#### EXCERPT PROVIDED:

━━━

Written by Shannon Hansen
Photos by Shannon Hansen
“Our culture really relies on celebrities — we trust them,” Rick Erkeneff, chairman of the South Orange County chapter of the Surfrider Foundation, said. “They sell us everything from toothpaste to makeup to you name it. They’re selling us products and we trust and believe them. So, when a celebrity gets behind the environment — if they’re honest and they’re believable — I would say that’s a good thing.”
Celebrity endorsements of products, causes and beliefs have been a viable aspect of fame and culture for decades. But as chart-topping artists and Oscar-winning performers put their influence, star power and money behind causes they care about, one can’t help but wonder how much of an impact it really makes.
“You can pick any celebrity and they’ll all have a cause,” Jefferson ‘Zuma Jay’ Wagner, Mayor Pro Tem in the City of Malibu and founder of the Malibu chapter of the Surfrider Foundation, said. “Most of them do. Nine out of 10 will have a cause. And if they don’t, it may be more philanthropic and not as much environmental but locally, we get it all the time.”
Erkeneff said celebrities can have positive influence on a cause if they truly and deeply care about that which they are putting their name and star power behind.
“It’s very curious because I believe the right celebrity in the right way works and it works really well,” Erkeneff said. “But that person has to truly believe and truly work for the environment other than just showing up and being a pretty face or a good-looking guy saying, ‘Oh I support the environment.’ You have to practice what you preach.”

━━━

#### RECORDED INFORMATION:
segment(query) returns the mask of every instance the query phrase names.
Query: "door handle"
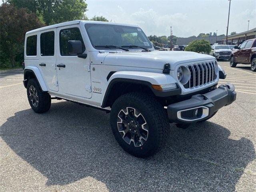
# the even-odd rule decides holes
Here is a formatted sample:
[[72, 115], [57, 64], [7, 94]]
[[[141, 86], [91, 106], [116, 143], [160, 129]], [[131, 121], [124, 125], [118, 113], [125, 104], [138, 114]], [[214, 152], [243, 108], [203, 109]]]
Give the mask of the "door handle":
[[62, 63], [61, 63], [60, 64], [58, 64], [56, 65], [56, 66], [58, 67], [66, 67], [66, 65], [65, 65], [64, 64], [62, 64]]

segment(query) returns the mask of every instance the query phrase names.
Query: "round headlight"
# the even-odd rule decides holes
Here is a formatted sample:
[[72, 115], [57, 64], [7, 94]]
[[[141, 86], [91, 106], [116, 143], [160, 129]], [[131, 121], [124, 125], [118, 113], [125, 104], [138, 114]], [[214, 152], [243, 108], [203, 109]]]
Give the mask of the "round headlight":
[[181, 66], [177, 70], [177, 78], [180, 83], [184, 85], [186, 84], [190, 78], [190, 74], [188, 68]]
[[183, 70], [181, 67], [179, 67], [177, 70], [177, 77], [180, 81], [183, 77]]

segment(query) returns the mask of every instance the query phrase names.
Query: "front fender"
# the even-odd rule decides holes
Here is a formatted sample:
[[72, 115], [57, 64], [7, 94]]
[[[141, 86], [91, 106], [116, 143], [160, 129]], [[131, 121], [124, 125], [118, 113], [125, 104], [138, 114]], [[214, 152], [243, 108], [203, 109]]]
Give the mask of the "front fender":
[[28, 72], [32, 72], [34, 74], [42, 91], [48, 91], [47, 86], [44, 82], [44, 80], [40, 72], [40, 70], [38, 67], [34, 66], [28, 66], [26, 67], [24, 69], [24, 80], [26, 80], [26, 79], [25, 79], [26, 73]]
[[[108, 81], [107, 88], [102, 102], [102, 107], [106, 107], [112, 88], [116, 83], [128, 82], [147, 86], [154, 95], [158, 97], [168, 97], [181, 93], [181, 89], [170, 75], [152, 72], [132, 71], [118, 71], [114, 73]], [[166, 91], [159, 91], [153, 88], [152, 85], [164, 85], [175, 83], [177, 88]]]

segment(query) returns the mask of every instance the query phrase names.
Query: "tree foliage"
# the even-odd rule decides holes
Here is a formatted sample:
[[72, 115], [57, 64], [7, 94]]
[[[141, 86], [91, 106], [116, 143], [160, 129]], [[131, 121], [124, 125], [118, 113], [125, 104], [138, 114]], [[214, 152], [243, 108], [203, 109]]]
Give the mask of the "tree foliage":
[[188, 44], [185, 50], [208, 54], [211, 51], [211, 46], [209, 42], [204, 39], [195, 40]]
[[77, 19], [84, 19], [87, 4], [85, 0], [5, 0], [17, 8], [34, 13], [42, 22], [49, 25]]
[[28, 13], [26, 9], [2, 4], [0, 6], [1, 68], [14, 67], [17, 60], [21, 63], [20, 60], [24, 58], [26, 32], [44, 25], [34, 14]]
[[90, 19], [90, 20], [92, 21], [106, 21], [107, 22], [108, 22], [108, 20], [104, 16], [96, 16], [96, 15], [94, 15], [92, 18]]

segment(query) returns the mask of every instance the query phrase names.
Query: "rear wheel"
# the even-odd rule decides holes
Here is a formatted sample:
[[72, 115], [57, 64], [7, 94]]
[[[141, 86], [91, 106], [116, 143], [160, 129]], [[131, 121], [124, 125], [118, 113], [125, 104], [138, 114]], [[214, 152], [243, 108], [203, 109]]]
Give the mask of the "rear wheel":
[[28, 82], [27, 95], [29, 104], [36, 113], [46, 112], [51, 106], [51, 96], [48, 93], [43, 92], [35, 78]]
[[110, 124], [120, 146], [138, 157], [152, 156], [160, 149], [169, 128], [164, 107], [153, 96], [137, 92], [116, 100], [111, 108]]
[[236, 63], [235, 62], [235, 60], [234, 58], [234, 56], [232, 56], [230, 57], [230, 67], [236, 67]]
[[254, 58], [251, 62], [251, 70], [252, 71], [256, 71], [256, 58]]

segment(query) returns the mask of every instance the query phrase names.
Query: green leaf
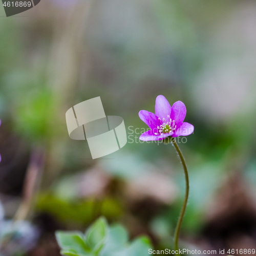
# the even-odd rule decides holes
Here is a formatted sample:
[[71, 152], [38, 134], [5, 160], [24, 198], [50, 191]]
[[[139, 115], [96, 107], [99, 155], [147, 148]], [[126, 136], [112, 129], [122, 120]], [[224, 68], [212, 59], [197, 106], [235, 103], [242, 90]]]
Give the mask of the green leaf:
[[69, 256], [79, 256], [79, 254], [73, 250], [61, 250], [60, 254], [61, 255], [68, 255]]
[[[65, 251], [73, 254], [88, 255], [90, 251], [83, 239], [83, 234], [79, 232], [57, 231], [57, 241]], [[73, 254], [66, 254], [73, 255]]]
[[97, 255], [106, 242], [108, 236], [108, 223], [101, 217], [96, 221], [86, 233], [87, 246]]
[[121, 225], [110, 227], [108, 240], [101, 255], [112, 256], [113, 252], [123, 249], [128, 243], [128, 238], [127, 231]]

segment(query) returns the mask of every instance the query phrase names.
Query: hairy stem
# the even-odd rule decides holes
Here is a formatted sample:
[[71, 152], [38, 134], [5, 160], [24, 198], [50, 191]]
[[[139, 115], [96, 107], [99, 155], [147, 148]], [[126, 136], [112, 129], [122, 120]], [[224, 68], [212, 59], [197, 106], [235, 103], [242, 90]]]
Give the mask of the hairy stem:
[[[179, 236], [180, 234], [180, 228], [182, 224], [182, 221], [183, 220], [183, 217], [185, 215], [185, 211], [186, 211], [186, 208], [187, 204], [187, 200], [188, 199], [188, 193], [189, 191], [189, 182], [188, 180], [188, 173], [187, 172], [187, 168], [186, 165], [186, 163], [185, 162], [185, 160], [184, 159], [183, 156], [181, 153], [178, 144], [176, 143], [176, 140], [175, 138], [172, 138], [171, 139], [172, 143], [173, 145], [175, 147], [176, 151], [180, 157], [181, 163], [184, 169], [184, 173], [185, 174], [185, 180], [186, 181], [186, 191], [185, 192], [185, 198], [184, 199], [183, 204], [182, 205], [182, 208], [181, 208], [181, 211], [180, 214], [180, 216], [179, 217], [179, 220], [178, 221], [178, 223], [175, 229], [175, 232], [174, 234], [174, 248], [175, 250], [179, 251]], [[176, 253], [176, 255], [179, 255], [179, 253]]]

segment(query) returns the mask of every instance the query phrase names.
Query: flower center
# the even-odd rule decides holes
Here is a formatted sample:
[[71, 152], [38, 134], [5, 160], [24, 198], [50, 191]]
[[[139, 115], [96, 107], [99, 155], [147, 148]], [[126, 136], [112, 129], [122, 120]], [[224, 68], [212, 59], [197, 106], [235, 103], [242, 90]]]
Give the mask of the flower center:
[[[169, 121], [166, 121], [165, 118], [163, 118], [163, 123], [160, 126], [157, 126], [157, 133], [155, 133], [156, 135], [159, 135], [166, 133], [173, 133], [176, 129], [176, 125], [175, 125], [175, 121], [174, 120], [172, 121], [172, 119], [170, 118], [169, 116], [167, 116], [168, 118], [169, 118]], [[161, 118], [158, 118], [160, 121]]]

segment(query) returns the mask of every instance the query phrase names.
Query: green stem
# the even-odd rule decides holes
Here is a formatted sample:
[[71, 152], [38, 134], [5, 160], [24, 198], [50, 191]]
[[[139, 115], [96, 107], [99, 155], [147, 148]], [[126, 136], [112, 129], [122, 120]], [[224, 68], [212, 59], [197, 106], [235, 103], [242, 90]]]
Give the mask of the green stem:
[[[179, 220], [178, 221], [178, 223], [175, 229], [175, 232], [174, 234], [174, 248], [175, 250], [179, 251], [179, 236], [180, 234], [180, 228], [181, 227], [181, 224], [182, 224], [182, 221], [183, 220], [183, 217], [185, 215], [185, 211], [186, 211], [186, 207], [187, 207], [187, 200], [188, 199], [188, 193], [189, 190], [189, 182], [188, 180], [188, 173], [187, 172], [187, 168], [186, 165], [186, 163], [185, 162], [185, 160], [181, 151], [180, 151], [178, 144], [176, 143], [175, 138], [172, 138], [171, 139], [172, 143], [173, 145], [175, 147], [176, 151], [180, 157], [181, 163], [184, 169], [184, 173], [185, 174], [185, 180], [186, 181], [186, 191], [185, 193], [185, 198], [184, 199], [183, 204], [182, 205], [182, 208], [181, 208], [181, 211], [180, 212], [180, 217], [179, 217]], [[179, 255], [179, 253], [177, 253], [177, 255]]]

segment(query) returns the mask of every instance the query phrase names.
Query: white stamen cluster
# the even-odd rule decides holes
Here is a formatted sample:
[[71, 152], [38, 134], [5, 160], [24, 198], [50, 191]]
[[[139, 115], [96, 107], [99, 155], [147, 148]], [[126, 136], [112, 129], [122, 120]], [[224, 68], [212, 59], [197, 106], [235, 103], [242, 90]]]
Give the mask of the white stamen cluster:
[[[155, 133], [156, 135], [162, 135], [166, 133], [173, 133], [176, 129], [176, 125], [175, 125], [175, 121], [174, 120], [172, 121], [172, 118], [170, 118], [170, 116], [167, 116], [167, 117], [169, 118], [170, 120], [169, 122], [166, 122], [165, 119], [163, 118], [163, 123], [160, 126], [157, 126], [158, 130], [158, 133]], [[162, 121], [161, 118], [158, 118], [160, 121]]]

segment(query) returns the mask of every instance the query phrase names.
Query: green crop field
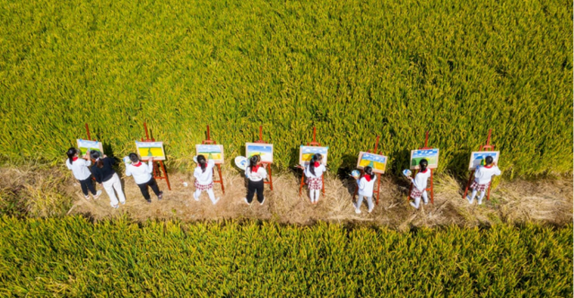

━━━

Can you update the stretch of the piece on celebrity environmental advocacy from "Celebrity endorsements of" through "star power behind.", replacing "star power" with "public clout", and give that stretch again?

Celebrity endorsements of products, causes and beliefs have been a viable aspect of fame and culture for decades. But as chart-topping artists and Oscar-winning performers put their influence, public clout and money behind causes they care about, one can’t help but wonder how much of an impact it really makes.
“You can pick any celebrity and they’ll all have a cause,” Jefferson ‘Zuma Jay’ Wagner, Mayor Pro Tem in the City of Malibu and founder of the Malibu chapter of the Surfrider Foundation, said. “Most of them do. Nine out of 10 will have a cause. And if they don’t, it may be more philanthropic and not as much environmental but locally, we get it all the time.”
Erkeneff said celebrities can have positive influence on a cause if they truly and deeply care about that which they are putting their name and public clout behind.